> **DATA SUPPLIED**:

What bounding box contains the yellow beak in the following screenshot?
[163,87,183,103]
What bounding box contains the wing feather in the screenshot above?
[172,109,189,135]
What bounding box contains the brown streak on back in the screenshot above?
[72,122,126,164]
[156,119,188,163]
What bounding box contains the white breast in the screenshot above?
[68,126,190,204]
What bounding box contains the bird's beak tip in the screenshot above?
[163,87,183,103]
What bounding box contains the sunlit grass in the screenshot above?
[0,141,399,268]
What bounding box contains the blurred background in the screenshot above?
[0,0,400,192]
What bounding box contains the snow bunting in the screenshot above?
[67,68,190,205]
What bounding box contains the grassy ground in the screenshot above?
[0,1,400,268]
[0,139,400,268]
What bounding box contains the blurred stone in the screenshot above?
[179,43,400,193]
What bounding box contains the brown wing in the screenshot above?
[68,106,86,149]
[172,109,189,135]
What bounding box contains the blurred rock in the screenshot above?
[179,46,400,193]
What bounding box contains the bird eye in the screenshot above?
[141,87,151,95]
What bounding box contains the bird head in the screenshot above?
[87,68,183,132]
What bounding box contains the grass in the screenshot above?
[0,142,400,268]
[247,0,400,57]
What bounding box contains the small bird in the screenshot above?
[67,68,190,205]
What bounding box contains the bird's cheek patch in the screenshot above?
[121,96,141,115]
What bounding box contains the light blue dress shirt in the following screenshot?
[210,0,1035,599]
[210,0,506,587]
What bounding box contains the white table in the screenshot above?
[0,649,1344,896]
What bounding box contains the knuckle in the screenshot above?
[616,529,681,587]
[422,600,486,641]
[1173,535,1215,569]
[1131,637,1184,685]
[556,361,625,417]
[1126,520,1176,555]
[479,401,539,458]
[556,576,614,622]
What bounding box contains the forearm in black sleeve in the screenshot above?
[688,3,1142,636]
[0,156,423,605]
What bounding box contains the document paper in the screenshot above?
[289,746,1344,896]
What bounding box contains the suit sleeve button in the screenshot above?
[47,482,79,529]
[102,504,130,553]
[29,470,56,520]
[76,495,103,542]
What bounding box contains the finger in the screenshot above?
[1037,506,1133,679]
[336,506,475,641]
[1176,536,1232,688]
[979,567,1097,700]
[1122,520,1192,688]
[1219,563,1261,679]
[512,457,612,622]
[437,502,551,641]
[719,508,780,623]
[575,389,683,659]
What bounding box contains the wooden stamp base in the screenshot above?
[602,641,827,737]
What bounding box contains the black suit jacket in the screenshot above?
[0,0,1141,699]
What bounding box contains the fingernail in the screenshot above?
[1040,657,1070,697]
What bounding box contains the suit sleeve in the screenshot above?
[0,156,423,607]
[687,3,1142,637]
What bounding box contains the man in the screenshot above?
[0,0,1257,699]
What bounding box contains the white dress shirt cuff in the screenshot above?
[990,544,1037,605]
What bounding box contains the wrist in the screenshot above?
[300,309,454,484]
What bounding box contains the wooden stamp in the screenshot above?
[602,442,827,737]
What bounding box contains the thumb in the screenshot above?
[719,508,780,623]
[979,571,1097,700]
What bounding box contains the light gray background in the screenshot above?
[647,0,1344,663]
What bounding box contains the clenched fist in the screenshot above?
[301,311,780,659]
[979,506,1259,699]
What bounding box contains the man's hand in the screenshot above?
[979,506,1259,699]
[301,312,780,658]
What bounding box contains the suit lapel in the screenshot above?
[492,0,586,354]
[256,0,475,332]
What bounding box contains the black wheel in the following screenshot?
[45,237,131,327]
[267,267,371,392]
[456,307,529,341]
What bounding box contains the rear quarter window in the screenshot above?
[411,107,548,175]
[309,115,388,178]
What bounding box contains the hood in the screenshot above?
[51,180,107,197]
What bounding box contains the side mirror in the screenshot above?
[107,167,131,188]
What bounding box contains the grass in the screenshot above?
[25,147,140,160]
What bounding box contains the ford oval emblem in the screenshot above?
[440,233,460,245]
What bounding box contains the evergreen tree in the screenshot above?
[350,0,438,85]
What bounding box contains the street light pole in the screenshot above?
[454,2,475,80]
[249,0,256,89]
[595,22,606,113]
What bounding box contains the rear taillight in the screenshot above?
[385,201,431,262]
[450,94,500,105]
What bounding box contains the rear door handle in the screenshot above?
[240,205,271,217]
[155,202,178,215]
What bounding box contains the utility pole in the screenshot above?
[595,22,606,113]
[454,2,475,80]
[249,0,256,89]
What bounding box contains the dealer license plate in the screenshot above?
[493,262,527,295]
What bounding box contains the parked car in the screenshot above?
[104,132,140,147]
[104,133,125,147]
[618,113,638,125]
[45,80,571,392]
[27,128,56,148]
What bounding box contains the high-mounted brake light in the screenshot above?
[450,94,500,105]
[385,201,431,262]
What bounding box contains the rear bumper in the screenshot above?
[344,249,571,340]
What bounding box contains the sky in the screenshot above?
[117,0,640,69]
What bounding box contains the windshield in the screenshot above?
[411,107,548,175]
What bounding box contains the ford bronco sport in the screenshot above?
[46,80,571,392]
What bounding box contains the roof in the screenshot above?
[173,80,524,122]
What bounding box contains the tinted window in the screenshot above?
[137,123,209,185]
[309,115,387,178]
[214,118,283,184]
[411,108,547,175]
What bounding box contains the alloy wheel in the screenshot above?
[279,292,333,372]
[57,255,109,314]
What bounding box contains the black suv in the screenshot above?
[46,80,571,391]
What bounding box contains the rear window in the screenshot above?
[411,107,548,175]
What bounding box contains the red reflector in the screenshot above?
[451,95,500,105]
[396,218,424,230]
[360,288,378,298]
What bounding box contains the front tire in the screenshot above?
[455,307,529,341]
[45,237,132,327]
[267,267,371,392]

==

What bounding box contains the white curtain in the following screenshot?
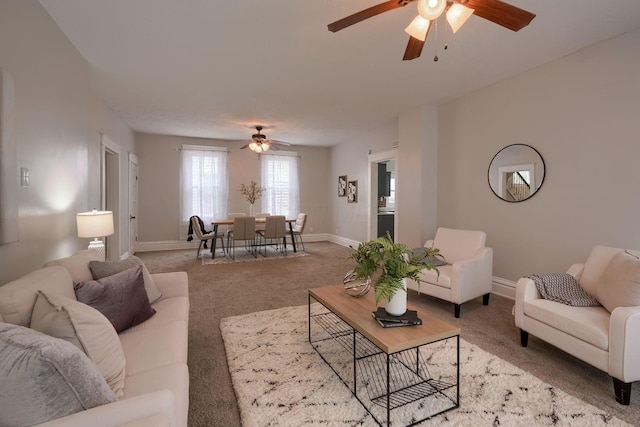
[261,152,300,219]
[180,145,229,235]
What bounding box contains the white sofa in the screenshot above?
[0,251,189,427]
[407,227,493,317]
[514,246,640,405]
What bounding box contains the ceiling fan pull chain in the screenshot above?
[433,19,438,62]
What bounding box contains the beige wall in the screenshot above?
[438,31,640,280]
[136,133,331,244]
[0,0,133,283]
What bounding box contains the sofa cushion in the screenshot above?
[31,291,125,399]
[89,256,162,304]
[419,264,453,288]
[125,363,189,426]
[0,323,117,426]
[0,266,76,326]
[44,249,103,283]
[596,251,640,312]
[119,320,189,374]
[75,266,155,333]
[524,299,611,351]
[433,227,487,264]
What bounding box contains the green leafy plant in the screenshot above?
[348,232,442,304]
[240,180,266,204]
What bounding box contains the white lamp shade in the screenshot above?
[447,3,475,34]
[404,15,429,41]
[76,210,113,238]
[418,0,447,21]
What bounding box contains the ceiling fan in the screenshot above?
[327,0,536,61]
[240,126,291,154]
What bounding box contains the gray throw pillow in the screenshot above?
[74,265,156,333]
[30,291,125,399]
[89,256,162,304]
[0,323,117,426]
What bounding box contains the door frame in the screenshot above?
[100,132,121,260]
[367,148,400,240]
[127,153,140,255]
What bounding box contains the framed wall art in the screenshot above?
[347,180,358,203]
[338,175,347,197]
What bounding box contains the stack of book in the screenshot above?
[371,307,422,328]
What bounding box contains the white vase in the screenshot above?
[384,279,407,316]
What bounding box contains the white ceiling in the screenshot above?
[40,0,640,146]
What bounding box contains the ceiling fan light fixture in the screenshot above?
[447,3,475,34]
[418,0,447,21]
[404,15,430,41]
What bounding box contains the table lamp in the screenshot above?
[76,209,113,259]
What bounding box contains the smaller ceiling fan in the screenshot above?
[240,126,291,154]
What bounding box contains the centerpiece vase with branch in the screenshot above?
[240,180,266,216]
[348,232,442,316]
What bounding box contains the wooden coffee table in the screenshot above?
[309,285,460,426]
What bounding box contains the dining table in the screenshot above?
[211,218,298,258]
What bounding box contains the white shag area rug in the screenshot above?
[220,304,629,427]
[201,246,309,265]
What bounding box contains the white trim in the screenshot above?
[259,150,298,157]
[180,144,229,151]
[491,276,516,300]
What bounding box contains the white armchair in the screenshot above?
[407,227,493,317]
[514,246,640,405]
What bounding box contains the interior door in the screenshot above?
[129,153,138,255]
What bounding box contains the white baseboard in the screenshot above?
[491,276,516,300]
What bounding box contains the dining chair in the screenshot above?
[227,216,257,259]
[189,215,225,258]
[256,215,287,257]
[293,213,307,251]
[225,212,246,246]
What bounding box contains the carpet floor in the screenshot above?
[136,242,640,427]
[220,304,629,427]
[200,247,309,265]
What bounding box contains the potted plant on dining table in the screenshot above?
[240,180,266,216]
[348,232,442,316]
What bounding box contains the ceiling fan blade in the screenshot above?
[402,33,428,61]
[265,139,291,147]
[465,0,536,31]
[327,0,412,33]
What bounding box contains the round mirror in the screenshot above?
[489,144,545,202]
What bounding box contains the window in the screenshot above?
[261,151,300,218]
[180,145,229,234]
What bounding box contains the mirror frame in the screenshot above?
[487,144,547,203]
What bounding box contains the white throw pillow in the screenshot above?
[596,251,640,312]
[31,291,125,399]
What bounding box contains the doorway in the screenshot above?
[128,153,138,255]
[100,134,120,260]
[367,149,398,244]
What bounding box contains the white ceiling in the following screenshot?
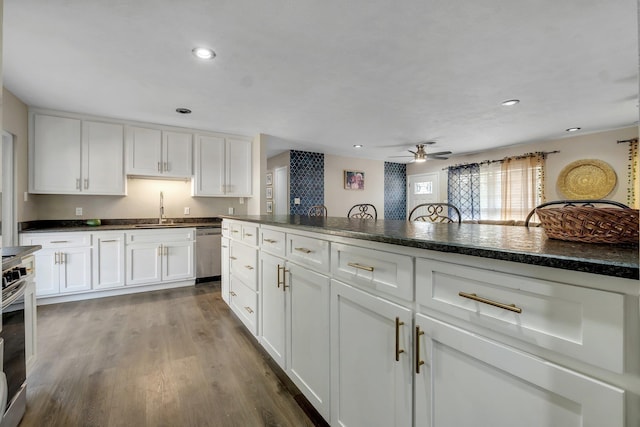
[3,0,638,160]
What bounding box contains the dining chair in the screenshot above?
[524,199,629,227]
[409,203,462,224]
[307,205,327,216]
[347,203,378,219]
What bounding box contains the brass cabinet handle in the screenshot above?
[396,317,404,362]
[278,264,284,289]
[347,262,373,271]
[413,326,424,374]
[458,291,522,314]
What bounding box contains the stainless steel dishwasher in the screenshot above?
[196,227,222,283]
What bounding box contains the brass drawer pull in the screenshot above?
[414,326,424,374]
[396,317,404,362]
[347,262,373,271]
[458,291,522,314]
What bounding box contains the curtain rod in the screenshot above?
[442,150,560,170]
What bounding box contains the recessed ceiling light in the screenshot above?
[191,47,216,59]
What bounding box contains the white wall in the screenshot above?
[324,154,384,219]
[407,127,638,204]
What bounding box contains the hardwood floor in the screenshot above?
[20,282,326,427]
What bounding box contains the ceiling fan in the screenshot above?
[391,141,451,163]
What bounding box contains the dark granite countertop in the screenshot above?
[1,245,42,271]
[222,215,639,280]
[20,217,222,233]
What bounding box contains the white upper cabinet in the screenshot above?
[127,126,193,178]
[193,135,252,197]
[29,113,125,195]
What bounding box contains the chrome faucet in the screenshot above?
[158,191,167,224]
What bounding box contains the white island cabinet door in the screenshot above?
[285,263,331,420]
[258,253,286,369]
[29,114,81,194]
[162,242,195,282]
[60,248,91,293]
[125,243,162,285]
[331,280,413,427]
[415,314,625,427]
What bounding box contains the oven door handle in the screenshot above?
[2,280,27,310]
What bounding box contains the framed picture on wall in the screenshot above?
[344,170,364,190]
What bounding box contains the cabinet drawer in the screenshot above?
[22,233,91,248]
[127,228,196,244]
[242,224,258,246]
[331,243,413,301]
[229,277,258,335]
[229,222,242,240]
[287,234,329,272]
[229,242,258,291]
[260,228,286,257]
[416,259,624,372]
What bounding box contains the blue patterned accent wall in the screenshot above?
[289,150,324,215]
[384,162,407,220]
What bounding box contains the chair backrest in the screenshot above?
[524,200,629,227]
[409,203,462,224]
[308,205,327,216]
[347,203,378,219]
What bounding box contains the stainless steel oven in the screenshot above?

> **GOAL**: Rewrite everything in the listing from the line with "What bounding box contains the knuckle" down to the line with "[289,746,1344,896]", swapping "document paper" for "sheet of paper" and leaving the rest unchanged.

> **FULL ANSWER**:
What bounding box contains the knuckle in the screenshot above?
[616,529,681,587]
[422,600,486,641]
[1173,535,1215,569]
[1131,637,1184,685]
[556,361,625,417]
[1126,520,1176,555]
[479,401,539,458]
[556,576,614,622]
What bounding box contains the forearm in black sleeve in the screenshot above?
[688,3,1142,636]
[0,156,423,605]
What bounding box contains the sheet of paper in the screenshot above?
[289,746,1344,896]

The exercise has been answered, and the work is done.